**Brief**. Retype the material from the line containing "Where can you spot the rider?" through its final line, inclusive, keeping every character as it appears.

**Items from a dataset**.
----------

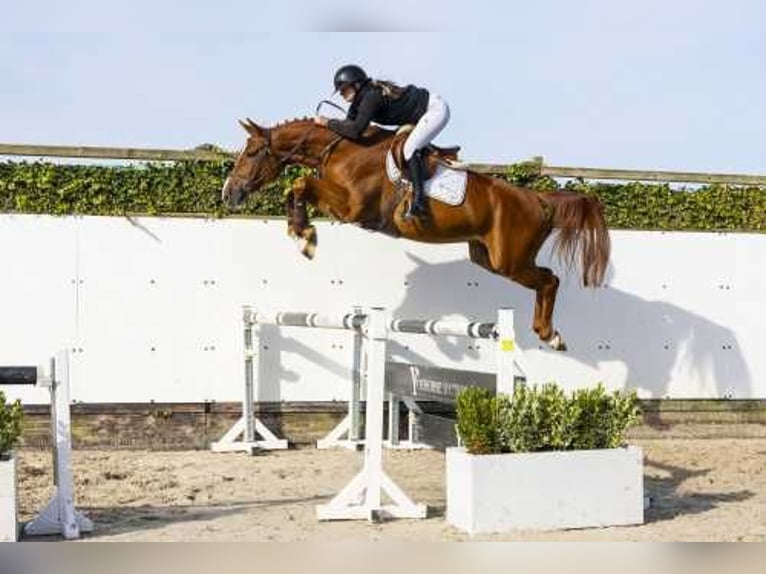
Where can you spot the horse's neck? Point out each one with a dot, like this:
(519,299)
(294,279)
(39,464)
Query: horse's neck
(305,140)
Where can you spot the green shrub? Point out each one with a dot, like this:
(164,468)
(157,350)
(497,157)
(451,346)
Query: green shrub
(11,417)
(194,188)
(544,418)
(477,421)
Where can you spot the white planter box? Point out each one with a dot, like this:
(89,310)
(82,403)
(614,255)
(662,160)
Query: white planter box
(9,526)
(544,490)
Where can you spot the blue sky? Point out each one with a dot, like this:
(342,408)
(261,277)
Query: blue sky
(652,84)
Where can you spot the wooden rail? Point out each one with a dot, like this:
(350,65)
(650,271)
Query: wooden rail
(588,173)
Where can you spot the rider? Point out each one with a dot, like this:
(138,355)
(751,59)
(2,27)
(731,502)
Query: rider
(389,104)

----------

**Answer to the task**.
Where can you spot the rider? Point out each one with a dot, like this:
(138,355)
(751,59)
(2,27)
(731,502)
Query: rider
(389,104)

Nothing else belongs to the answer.